▶ Stated goal
Please retype all of the lines below without changing a single character.
── Dataset records ──
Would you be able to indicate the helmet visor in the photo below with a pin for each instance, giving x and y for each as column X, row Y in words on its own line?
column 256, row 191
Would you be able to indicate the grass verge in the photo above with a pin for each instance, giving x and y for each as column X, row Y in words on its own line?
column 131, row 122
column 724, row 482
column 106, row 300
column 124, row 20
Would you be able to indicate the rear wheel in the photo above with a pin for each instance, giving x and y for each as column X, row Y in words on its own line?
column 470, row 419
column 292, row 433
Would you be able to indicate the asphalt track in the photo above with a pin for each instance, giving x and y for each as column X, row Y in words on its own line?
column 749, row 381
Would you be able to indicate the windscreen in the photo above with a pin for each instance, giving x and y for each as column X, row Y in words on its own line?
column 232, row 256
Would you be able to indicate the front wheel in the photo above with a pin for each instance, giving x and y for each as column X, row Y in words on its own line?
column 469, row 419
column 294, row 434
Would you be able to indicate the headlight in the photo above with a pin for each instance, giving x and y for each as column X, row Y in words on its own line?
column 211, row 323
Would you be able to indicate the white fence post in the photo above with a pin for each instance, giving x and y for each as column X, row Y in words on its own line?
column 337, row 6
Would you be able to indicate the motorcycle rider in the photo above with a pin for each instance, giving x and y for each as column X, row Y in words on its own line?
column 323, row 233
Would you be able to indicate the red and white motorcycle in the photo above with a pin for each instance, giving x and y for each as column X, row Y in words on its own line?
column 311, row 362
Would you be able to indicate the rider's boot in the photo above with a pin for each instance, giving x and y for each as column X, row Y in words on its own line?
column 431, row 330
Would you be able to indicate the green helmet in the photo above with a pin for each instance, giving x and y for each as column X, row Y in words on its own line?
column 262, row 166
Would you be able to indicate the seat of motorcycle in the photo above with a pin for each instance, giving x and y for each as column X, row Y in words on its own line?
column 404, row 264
───
▶ Expected answer
Would you be able to indicate the helmet visor in the photo below with a pin for each instance, giving x and y for each as column X, row Y in words on its own line?
column 256, row 191
Would you be able to indicate the grass verge in the photo above with a pin for each instance, giving x and y for each as column X, row Y in words on its own line?
column 131, row 122
column 724, row 482
column 106, row 300
column 124, row 20
Would you be able to indicate the rear wheel in the photo above with a pin for each instance, giving x and y for each as column X, row Y in words on its own line?
column 470, row 419
column 292, row 433
Would you be able to indicate the asphalt track in the photo above with a pin for each instance, giving x and y for each as column X, row Y in words on its own line?
column 749, row 381
Would you be able to indicate the windscreen in the photo above with a pin for each instance, giving x and y for each as column X, row Y in words on its own line?
column 232, row 256
Would you be able to indicate the front wheel in the photo above with a pin for each instance, giving x and y for each as column X, row Y in words on its own line?
column 469, row 419
column 294, row 434
Would you be able to indicate the headlight in the photo above with a pin for each instance, giving x and y for each as column X, row Y in words on its own line?
column 211, row 323
Would you be able to indicate the white fence post in the photo above with a pin for each instance, giving x and y for each as column X, row Y in words on its own line?
column 337, row 6
Would you be able to indicate the motorcycle rider in the photo above with a pin for each instance, giving x and y for each as column X, row Y in words on its own line?
column 323, row 233
Would you be able to indicate the red and white motorcycle in the photo above with a pin for each instance, giving x and y for each as column X, row Y in words on its own line?
column 311, row 362
Would you be able to indicate the rider's boot in the photo above with a pin for each instance, giving x and y for each as column X, row Y in words on its own line?
column 431, row 330
Would you be able to indicate the green helmet in the photo above with a pin for each instance, giving x and y for each as column X, row Y in words on its own line?
column 262, row 166
Would you be able to indicate the seat of motorcycle in the photo above with a pin for each instance, giving x and y for each as column X, row Y in words on its own line?
column 404, row 264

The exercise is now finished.